* Extracted entries *
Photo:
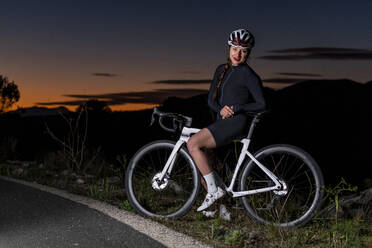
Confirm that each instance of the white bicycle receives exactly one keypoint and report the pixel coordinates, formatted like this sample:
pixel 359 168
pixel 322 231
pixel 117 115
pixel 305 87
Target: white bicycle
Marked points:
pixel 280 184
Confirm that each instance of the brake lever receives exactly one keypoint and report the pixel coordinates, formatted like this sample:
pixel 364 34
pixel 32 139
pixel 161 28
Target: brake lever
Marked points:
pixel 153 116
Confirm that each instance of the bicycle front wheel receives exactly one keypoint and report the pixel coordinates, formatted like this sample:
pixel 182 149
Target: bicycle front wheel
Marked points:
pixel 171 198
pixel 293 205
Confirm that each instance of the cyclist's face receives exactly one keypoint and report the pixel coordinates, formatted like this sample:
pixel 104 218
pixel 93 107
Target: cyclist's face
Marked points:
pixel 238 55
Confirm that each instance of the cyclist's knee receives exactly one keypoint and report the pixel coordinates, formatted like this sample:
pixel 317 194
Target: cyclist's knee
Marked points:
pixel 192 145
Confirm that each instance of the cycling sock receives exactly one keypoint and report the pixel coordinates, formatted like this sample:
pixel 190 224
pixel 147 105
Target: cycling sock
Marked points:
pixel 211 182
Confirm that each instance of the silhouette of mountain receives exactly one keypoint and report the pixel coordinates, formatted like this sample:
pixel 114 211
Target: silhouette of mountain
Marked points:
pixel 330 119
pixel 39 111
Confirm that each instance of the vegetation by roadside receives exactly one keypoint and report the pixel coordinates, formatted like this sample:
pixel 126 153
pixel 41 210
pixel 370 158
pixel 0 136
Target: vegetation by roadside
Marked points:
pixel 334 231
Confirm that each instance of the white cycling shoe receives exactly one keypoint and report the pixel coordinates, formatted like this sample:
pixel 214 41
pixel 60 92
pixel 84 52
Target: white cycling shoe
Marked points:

* Task brief *
Copy the records above word for word, from the line containing "Confirm that each instance of the cyclist's face" through the line containing "pixel 192 145", including both of those lines.

* Completed exercise *
Confirm that each instance of the cyclist's face receives exactly one keypoint and report the pixel coordinates, formatted like this sample:
pixel 104 218
pixel 93 107
Target: cyclist's face
Marked points:
pixel 238 55
Confirm that each instance of the cyclist's knee receives exactly one keypoint and report the pixel coordinates, formatted like this sample:
pixel 317 194
Target: cyclist's knee
Marked points:
pixel 192 145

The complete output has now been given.